━━━━━ Exercise materials

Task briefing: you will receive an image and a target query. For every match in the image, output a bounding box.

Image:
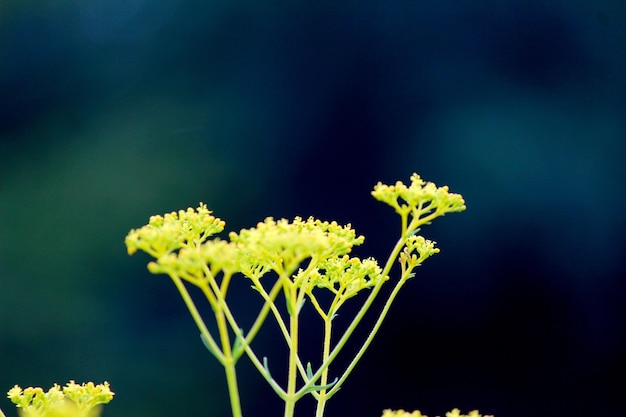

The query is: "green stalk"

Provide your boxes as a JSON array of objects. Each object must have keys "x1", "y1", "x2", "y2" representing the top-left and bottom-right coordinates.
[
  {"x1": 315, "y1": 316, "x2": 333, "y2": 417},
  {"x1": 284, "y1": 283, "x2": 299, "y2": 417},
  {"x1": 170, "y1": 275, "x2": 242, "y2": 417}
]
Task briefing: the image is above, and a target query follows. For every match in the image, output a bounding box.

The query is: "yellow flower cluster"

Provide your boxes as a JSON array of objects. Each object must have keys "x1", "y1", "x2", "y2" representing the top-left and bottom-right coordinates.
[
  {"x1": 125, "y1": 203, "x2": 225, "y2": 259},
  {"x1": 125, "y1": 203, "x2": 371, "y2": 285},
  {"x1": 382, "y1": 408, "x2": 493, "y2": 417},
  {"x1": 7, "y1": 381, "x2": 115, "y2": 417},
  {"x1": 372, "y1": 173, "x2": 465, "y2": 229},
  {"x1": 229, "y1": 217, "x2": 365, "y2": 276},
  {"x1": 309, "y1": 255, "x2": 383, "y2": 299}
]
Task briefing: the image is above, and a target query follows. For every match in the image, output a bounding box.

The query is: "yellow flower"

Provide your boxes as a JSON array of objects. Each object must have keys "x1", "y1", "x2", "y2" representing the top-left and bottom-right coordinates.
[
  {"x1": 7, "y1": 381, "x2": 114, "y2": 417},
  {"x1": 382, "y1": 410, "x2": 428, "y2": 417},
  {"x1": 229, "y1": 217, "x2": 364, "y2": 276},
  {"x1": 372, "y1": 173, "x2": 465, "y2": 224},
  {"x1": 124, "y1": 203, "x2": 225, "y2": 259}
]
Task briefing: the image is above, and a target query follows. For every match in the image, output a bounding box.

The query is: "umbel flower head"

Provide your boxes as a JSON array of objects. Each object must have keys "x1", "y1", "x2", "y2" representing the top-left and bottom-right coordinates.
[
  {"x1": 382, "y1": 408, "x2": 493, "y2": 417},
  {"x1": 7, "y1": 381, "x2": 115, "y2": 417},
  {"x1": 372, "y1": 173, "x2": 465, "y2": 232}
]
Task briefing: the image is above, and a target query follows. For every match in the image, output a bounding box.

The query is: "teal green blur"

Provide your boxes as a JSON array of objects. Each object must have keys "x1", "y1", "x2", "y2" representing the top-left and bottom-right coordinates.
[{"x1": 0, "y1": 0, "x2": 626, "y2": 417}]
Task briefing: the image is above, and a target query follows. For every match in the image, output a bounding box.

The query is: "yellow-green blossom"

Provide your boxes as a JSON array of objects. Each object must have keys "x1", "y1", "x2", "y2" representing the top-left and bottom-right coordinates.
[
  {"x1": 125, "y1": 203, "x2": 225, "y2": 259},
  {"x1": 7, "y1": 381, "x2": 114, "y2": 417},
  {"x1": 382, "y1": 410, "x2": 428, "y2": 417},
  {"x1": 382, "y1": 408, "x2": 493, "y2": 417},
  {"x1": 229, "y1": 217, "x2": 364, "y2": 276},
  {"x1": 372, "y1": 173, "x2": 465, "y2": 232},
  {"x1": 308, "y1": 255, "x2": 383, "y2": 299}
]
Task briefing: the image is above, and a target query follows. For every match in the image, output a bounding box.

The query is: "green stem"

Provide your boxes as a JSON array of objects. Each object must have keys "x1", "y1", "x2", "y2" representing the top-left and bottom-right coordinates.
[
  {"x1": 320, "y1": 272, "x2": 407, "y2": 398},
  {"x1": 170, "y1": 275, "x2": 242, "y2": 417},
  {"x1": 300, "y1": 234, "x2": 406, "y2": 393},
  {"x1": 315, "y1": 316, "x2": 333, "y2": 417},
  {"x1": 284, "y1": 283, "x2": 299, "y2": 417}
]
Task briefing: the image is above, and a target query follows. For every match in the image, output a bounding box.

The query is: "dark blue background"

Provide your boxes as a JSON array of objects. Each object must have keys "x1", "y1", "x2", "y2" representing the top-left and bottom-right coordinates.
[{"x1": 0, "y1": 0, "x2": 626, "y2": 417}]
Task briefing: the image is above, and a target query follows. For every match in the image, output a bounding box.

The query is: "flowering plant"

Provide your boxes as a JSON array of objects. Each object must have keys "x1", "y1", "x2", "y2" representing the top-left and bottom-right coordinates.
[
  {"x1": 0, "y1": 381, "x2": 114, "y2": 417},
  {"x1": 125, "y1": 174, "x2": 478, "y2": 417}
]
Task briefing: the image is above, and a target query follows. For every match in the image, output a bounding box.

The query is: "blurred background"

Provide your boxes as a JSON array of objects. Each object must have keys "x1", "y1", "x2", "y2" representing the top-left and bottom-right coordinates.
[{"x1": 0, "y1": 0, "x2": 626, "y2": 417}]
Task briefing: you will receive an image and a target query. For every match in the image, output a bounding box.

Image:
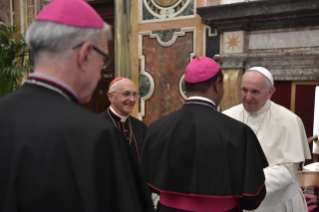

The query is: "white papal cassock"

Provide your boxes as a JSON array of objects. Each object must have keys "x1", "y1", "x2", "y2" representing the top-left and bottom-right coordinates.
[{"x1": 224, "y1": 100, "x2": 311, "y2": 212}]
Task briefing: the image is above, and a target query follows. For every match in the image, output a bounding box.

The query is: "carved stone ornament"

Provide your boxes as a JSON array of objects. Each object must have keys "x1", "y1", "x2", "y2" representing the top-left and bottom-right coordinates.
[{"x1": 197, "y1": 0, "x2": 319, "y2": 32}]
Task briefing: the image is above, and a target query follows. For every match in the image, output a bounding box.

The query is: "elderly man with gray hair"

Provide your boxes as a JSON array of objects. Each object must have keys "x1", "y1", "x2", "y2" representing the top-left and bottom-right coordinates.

━━━━━━━━━━

Make an exact copy of the data, leaving its pictures out.

**Task response**.
Task briefing: you will receive an image and a target query. For every match in the image, output a bounding box.

Image:

The query is: "green stalk"

Provide your boxes as a JSON array of objects. Each object must have keys "x1", "y1", "x2", "y2" representing the top-left and bottom-right coordinates.
[
  {"x1": 315, "y1": 316, "x2": 333, "y2": 417},
  {"x1": 284, "y1": 283, "x2": 299, "y2": 417},
  {"x1": 170, "y1": 275, "x2": 242, "y2": 417}
]
Task briefing: the image is above, and a target query follows. For every match in the image, output a bounding box.

The query is: "yellow flower cluster"

Provide your boxes as a JSON array of objects. Each object must have keys "x1", "y1", "x2", "y2" representing the top-left and bottom-right coordinates.
[
  {"x1": 125, "y1": 203, "x2": 225, "y2": 259},
  {"x1": 125, "y1": 203, "x2": 371, "y2": 285},
  {"x1": 382, "y1": 408, "x2": 493, "y2": 417},
  {"x1": 7, "y1": 381, "x2": 115, "y2": 417},
  {"x1": 372, "y1": 173, "x2": 465, "y2": 229},
  {"x1": 229, "y1": 217, "x2": 365, "y2": 276},
  {"x1": 309, "y1": 255, "x2": 383, "y2": 299}
]
Task briefing: the image is above, and a target query follows. For every match in the image, output a bounding box.

The query is: "yellow flower"

Provide your boxes as a JSON array of objects. Each object must have keys "x1", "y1", "x2", "y2" representing the top-left and bottom-right coordinates.
[
  {"x1": 7, "y1": 381, "x2": 114, "y2": 417},
  {"x1": 382, "y1": 410, "x2": 428, "y2": 417},
  {"x1": 229, "y1": 217, "x2": 364, "y2": 276},
  {"x1": 372, "y1": 173, "x2": 465, "y2": 224},
  {"x1": 124, "y1": 203, "x2": 225, "y2": 259}
]
Task briefing: the image is above, and a target query follows. For every match in the image, output a bounding box.

The query is: "umbel flower head"

Provide your boxes as a JSON array of objects. Each object must have keys "x1", "y1", "x2", "y2" representing the top-left and bottom-right coordinates.
[
  {"x1": 382, "y1": 408, "x2": 493, "y2": 417},
  {"x1": 7, "y1": 381, "x2": 115, "y2": 417},
  {"x1": 372, "y1": 173, "x2": 465, "y2": 232}
]
Task briefing: the image is above, and a target query follows. For every match in the image, output a bounding box.

The query is: "teal green blur"

Provide your boxes as a JSON array of objects. Each object must have keys "x1", "y1", "x2", "y2" representing the top-left and bottom-right coordinates.
[{"x1": 0, "y1": 0, "x2": 626, "y2": 417}]
Task briefing: the image is above, and a target query follows. For every match in the image, output a bounding box.

The query is: "yellow-green blossom"

Provide your boxes as a JSON array of objects. Each object must have keys "x1", "y1", "x2", "y2" representing the top-left and bottom-right coordinates.
[
  {"x1": 125, "y1": 203, "x2": 225, "y2": 259},
  {"x1": 7, "y1": 381, "x2": 114, "y2": 417},
  {"x1": 382, "y1": 410, "x2": 428, "y2": 417},
  {"x1": 382, "y1": 408, "x2": 493, "y2": 417},
  {"x1": 229, "y1": 217, "x2": 364, "y2": 276},
  {"x1": 372, "y1": 173, "x2": 465, "y2": 232},
  {"x1": 308, "y1": 255, "x2": 383, "y2": 299}
]
Task briefing: the image is above, and a target query follows. For every match in the image, output a bounding box.

The query is: "green stem"

Provide your boxes as a JSON array of objects. Each object must have keys "x1", "y1", "x2", "y2" representing the top-left and bottom-right coordinates.
[
  {"x1": 320, "y1": 272, "x2": 407, "y2": 398},
  {"x1": 170, "y1": 275, "x2": 242, "y2": 417},
  {"x1": 300, "y1": 234, "x2": 406, "y2": 393},
  {"x1": 315, "y1": 316, "x2": 333, "y2": 417},
  {"x1": 284, "y1": 283, "x2": 299, "y2": 417}
]
Task briefing: the image is above, and a target query follows. For every match in the image, output a bounding box.

The query is: "dark blue background"

Provide your boxes as a JSON array of objects. Each object must have keys "x1", "y1", "x2", "y2" representing the top-left and bottom-right coordinates.
[{"x1": 0, "y1": 0, "x2": 626, "y2": 417}]
Task briefing: the image is above, and a target query follows. For every match in the image, output a bounding box.

The query is: "flowering plant"

Provide your boxes as a JSON array of objects. Each object must have keys "x1", "y1", "x2", "y2" representing the top-left and bottom-right coordinates.
[
  {"x1": 0, "y1": 381, "x2": 114, "y2": 417},
  {"x1": 125, "y1": 174, "x2": 478, "y2": 417}
]
Task briefing: the image is above, and a target query follows. For every match in the image, output a bounding box.

The query is: "blurred background"

Provide your boxes as a JSON array of objects. Each object must have keys "x1", "y1", "x2", "y2" representing the top-left and bottom-right coordinates.
[{"x1": 0, "y1": 0, "x2": 626, "y2": 417}]
Task briefing: you will receive an image and a target query. For every match in the image, output a bounding box.

Image:

The query is: "white papal cassock"

Provide your boxes as a JSON array of objects. Each object must have keys "x1", "y1", "x2", "y2" representing the top-left and bottom-right coordinates.
[{"x1": 224, "y1": 100, "x2": 311, "y2": 212}]
Task briefing: the image is above, and a target query follows. For every match in the image, output a bounding box.

The query is: "carved stone ornament"

Provide your boxes as a JSON array of objects. Each object must have keys "x1", "y1", "x2", "y2" representing the top-left and bottom-right coordinates.
[{"x1": 197, "y1": 0, "x2": 319, "y2": 32}]
Task briefing: the image is above, and a target query follows. For every match in the image, output a bounding box.

The query is: "elderly man with gray hair"

Provide your boxes as a JSON array of objects. Each object must have keys "x1", "y1", "x2", "y2" representing the top-left and bottom-right coordinates.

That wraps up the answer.